§ **Exercise prompt**
Retype each entry below exactly as it stands.

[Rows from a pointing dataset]
>>>>>
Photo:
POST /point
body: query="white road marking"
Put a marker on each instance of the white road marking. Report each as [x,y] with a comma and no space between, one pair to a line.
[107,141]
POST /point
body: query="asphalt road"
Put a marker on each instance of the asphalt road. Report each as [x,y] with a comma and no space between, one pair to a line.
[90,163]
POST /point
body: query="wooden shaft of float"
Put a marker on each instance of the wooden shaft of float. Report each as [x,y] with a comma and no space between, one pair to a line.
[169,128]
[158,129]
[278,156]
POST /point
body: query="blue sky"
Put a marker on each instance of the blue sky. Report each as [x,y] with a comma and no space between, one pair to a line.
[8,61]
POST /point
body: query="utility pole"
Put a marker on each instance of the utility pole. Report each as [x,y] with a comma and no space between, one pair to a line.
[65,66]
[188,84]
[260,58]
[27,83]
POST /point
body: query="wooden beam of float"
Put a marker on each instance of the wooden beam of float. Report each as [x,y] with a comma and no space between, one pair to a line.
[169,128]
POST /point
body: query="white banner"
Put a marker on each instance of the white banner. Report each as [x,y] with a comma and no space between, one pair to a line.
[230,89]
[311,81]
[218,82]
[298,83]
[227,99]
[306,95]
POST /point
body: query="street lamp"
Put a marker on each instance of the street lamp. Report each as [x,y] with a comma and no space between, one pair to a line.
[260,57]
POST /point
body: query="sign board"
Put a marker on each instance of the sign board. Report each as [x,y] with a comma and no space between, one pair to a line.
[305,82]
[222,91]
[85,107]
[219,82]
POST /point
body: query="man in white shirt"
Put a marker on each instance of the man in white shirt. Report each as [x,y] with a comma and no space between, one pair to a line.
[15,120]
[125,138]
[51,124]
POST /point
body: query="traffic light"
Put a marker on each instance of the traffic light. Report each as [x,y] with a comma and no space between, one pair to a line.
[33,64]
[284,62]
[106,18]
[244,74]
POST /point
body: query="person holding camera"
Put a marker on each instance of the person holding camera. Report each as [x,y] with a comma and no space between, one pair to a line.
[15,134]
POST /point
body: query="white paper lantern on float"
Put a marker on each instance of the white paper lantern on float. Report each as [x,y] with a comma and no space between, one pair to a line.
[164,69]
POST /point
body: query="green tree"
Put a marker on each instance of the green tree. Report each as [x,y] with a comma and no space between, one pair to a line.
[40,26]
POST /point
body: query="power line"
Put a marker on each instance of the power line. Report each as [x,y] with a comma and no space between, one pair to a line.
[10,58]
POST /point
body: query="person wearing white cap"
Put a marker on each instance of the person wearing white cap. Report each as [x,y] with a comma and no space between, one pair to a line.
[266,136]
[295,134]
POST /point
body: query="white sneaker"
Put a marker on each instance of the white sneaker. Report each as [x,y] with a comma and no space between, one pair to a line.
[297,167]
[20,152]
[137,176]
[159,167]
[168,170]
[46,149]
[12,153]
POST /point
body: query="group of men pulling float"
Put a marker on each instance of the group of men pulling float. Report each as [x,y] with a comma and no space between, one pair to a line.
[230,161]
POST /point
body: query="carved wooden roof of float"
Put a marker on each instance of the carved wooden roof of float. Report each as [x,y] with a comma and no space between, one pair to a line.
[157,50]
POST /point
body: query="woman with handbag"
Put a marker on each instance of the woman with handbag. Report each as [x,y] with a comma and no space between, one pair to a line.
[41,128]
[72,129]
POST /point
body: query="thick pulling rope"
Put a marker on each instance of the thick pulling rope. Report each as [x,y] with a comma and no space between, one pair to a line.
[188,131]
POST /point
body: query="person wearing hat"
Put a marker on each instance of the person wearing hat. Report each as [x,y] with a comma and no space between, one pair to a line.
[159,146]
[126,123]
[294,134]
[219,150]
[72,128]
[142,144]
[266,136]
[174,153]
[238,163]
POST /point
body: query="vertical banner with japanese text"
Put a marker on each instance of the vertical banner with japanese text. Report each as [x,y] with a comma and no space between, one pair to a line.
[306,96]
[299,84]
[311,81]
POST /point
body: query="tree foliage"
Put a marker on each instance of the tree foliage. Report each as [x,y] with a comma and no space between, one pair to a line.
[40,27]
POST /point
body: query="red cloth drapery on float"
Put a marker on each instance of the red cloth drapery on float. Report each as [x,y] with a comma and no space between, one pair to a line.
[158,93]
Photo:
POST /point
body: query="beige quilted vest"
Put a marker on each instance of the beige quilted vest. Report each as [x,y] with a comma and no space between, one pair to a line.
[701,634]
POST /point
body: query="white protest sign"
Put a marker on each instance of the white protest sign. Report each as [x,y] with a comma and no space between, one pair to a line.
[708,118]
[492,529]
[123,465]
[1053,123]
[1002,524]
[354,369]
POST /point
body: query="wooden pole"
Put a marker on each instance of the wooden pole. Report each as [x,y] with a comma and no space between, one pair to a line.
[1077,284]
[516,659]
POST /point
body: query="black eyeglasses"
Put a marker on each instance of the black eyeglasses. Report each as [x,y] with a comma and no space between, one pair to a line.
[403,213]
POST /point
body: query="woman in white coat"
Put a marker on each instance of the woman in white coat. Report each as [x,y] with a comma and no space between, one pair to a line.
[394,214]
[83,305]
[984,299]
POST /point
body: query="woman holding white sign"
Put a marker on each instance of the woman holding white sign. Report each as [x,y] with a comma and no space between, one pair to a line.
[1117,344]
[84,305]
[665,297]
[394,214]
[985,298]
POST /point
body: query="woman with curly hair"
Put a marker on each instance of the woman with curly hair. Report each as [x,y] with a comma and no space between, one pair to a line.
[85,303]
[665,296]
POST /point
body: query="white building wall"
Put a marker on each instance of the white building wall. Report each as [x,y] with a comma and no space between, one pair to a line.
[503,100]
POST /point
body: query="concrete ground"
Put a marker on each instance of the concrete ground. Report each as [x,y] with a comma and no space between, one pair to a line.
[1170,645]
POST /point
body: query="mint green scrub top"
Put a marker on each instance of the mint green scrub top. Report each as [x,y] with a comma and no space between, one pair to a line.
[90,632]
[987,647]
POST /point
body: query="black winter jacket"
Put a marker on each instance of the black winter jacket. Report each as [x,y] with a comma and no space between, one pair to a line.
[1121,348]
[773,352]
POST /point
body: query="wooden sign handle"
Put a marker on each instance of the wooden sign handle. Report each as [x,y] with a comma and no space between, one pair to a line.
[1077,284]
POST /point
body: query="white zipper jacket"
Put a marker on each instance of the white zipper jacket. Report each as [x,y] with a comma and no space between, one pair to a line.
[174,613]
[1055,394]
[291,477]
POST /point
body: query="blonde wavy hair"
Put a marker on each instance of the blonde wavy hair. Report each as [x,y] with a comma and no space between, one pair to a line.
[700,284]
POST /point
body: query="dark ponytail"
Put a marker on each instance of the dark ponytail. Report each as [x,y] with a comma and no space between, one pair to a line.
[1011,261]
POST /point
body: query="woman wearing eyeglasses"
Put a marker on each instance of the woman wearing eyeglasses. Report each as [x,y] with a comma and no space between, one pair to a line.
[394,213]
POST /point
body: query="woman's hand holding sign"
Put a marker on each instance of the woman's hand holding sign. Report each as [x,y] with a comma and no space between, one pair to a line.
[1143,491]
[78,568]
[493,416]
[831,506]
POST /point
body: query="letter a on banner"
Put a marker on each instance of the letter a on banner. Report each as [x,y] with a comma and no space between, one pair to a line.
<<<<<
§ **Exercise answer**
Photo:
POST /point
body: query="white road marking"
Put a marker on each instance of the white road marking. Report each as [x,y] with a comma and no space between, one pair to a line.
[107,141]
POST /point
body: query="asphalt road"
Put a marker on each instance of the asphalt road. Report each as [x,y] with a comma and no space between, one pair to a line.
[90,163]
POST /point
body: query="wooden shaft of float"
Put a marker on each instance of the wooden shaft of float. Report each as [x,y] with a comma and no space between, one pair to a line.
[169,128]
[158,129]
[278,156]
POST /point
body: query="blue sky"
Put a marker on each instance of the blue sky. Report each as [x,y] with a comma and no space between, one pair to a line.
[8,61]
POST /point
body: query="utility pole"
Put a marker on each instance of the utility pole. Report each as [x,y] with a comma and no space between, one pair to a line.
[65,66]
[188,84]
[260,58]
[27,83]
POST /point
body: query="wooden beam of float"
Put a marker on each instance of the wooden beam of float. Report each as [x,y] with a comma and no space between, one pair to a line.
[169,128]
POST /point
body: query="white banner"
Put a marker on each instance of the white banner. Report each as [x,y] with a comma and no space between, one pair to a line.
[230,89]
[311,81]
[218,82]
[298,83]
[227,99]
[306,95]
POST /point
body: query="street lamp"
Put a marker on each instance of the street lamp. Report each as [x,y] with a comma and no space between, one pair to a line.
[260,57]
POST /point
body: query="sign board"
Put a marker on each instance of the sign board. Report each as [x,y] with a comma and no space between, one pair to a line.
[305,82]
[222,91]
[85,107]
[219,82]
POST /point
body: query="man in white shirt"
Put a marker on each instance of the man in white shirt. Report each as [x,y] with a comma and no space between, one pair to a line.
[15,120]
[125,138]
[51,124]
POST /point
body: query="traffic light"
Put a marker on each instance of the traffic light. Report each as [x,y] with a comma and no space between, one pair to a line.
[33,64]
[284,62]
[106,18]
[244,74]
POST /point
body: query="person holding camera"
Put a marker on each instance of the person holding camera. Report each as [x,y] with a comma and no space between, one pair to a line.
[15,134]
POST /point
body: query="white paper lantern on float"
Put a marker on each instance of the white paper lantern on float. Report each as [x,y] with a comma and no space between, one pair to a line.
[164,69]
POST /point
body: query="green tree"
Put a marker on each instance of the green tree. Report each as [x,y] with a comma and no space between, one pair to a line.
[40,26]
POST /point
body: query="power line"
Put a marker on each instance of the power line. Report each as [x,y] with a comma and no space between, one pair to a line.
[10,58]
POST /point
body: query="person wearing white cap"
Put a marker on each instance of the person wearing white cap. Report each as [x,y] with a comma and no space between, one pair to a line.
[266,136]
[295,134]
POST /point
body: query="white sneaker"
Put a marker on each instance of the white sneaker. Report each as [x,y] with a comma and no space between, one pair to a line.
[297,167]
[20,152]
[137,176]
[159,167]
[168,170]
[46,149]
[12,153]
POST /point
body: query="group of men pulling float"
Put a marker on each instance of the group of men pulling float. Report each as [x,y] with a comma and no space between, one pair to a line.
[230,161]
POST /point
body: query="carved wooden roof of float"
Put a marker on each instance of the carved wooden roof of float. Report each as [x,y] with a comma and no space between, one pair to a line.
[157,50]
POST /point
body: query="woman with handbag"
Put a marker on each instance of the woman with handbag. Report each as [x,y] with a comma and no space between, one pair to a line.
[41,128]
[72,129]
POST /point
body: query="thick pulling rope"
Put a marker on each instance of the thick pulling rope. Report each as [x,y] with a comma and no space between, one pair to a line.
[188,131]
POST /point
body: query="person wearing hat"
Put a marker on each instance of the person wearing hat. Report each as [x,y] with a comma and no space between, one pair to a line.
[159,146]
[126,123]
[294,134]
[219,150]
[72,128]
[142,144]
[266,136]
[174,153]
[238,163]
POST /point
body: query="vertical banner with japanese text"
Put a marker on each instance of the vertical banner with japanese text. Report each as [x,y] with a comma and no space between, one pair to a line.
[306,96]
[299,84]
[311,81]
POST /point
body: query="tree foliage"
Put a marker on each instance of the tree foliage. Report each as [x,y] with a comma and no space between, one pair to a line.
[40,27]
POST /point
body: query="red cloth drapery on float"
Put a marker on each instance of the red cloth drapery on float. Report each as [x,y] with a comma and no space between, one pair to a line.
[158,93]
Photo:
POST /point
body: query="beige quilted vest"
Put a marker on each instance of the beige quilted vest. Report each as [x,y] with a comma and no space between, one pair to a line.
[701,634]
POST /point
body: query="white protest sign"
Put a marker on each instance of the white protest sign. Report each as [x,y] with a comma and no space between, one pair to a line.
[708,118]
[492,529]
[123,465]
[1053,123]
[1002,524]
[354,369]
POST /point
body: query="wooden pole"
Put a marker on each instance of the wooden pole. Report each as [x,y] with a comma and no space between, one pair to a line.
[1077,284]
[516,659]
POST /point
body: query="black eyeglasses"
Put a marker on each instance of the black eyeglasses. Report each as [x,y] with a comma and no space between, one pair to a line.
[403,213]
POST /point
body: query="woman in white coat"
Put a marker on each instance of the woman in white coat. Report each as [x,y] with a comma and no space between, one pair to a line.
[394,214]
[83,305]
[984,299]
POST /point
body: query="woman holding white sign"
Put a marker on each instance of the woman holding white sign. Report each as [x,y] with a comma and no space between, one pair to a line.
[1117,344]
[84,305]
[665,297]
[394,214]
[985,298]
POST /point
body: query="woman with curly hair"
Put a marker on each instance of the woman with curly hair. Report each as [x,y] with a comma and no space between, one pair to a line.
[85,303]
[665,296]
POST /point
body: query="white building wall"
Put a marker on each instance of the white building wall. Report each as [x,y] with a comma and no space between, one pair to a line.
[503,100]
POST /point
body: query="concrete ground"
Put a marker on each instance of the concrete ground. Report each as [x,y] with a comma and no space between, one pair to a line.
[1170,645]
POST /point
body: query="mint green scrub top"
Put a marker on each instance of the mint green scrub top. Report each as [x,y] with a comma and no space between, one pair to a line.
[90,632]
[987,647]
POST /point
body: query="black winter jacket"
Put a marker on each instance of the black winter jacket. Report each as [x,y] with a comma and no space between, one pair to a line.
[1121,348]
[773,352]
POST /point
body: query="wooden sign handle"
Put a marker on each instance of the wooden sign handle. Report each as [x,y] with a comma and no space between, one pair to a line.
[1077,284]
POST /point
body: query="white zipper jacket"
Put a marker on each instance of the white zipper jacket. Report each as [x,y] with a comma and no space between, one pair to a line.
[174,613]
[1055,394]
[291,477]
POST /point
body: query="blonde wavy hair"
Put a marker on each instance of the blonde wavy hair. Report each as [x,y] with a comma and no space between, one pair to a line.
[700,284]
POST /point
body: query="dark ponytail"
Put a marker on each instance of the dark ponytail. Report each as [x,y] with a comma and no space between, one pair to a line.
[1011,261]
POST /point
body: query="woman wearing eyeglasses"
Put a marker on each instance of the woman wearing eyeglasses. Report each as [x,y] with a comma and no space between, one pair to a line.
[394,213]
POST /point
body: query="woman's hand holding sign"
Put a marker on each instance of the woman's hand holding sign. Report each as [x,y] with a comma and no space between, one pair to a line.
[1143,491]
[78,568]
[493,416]
[831,506]
POST /point
body: query="letter a on banner"
Put a marker on each instance of the letter a on banner. Report each as [x,y] with a comma and no space between, one pair to a line.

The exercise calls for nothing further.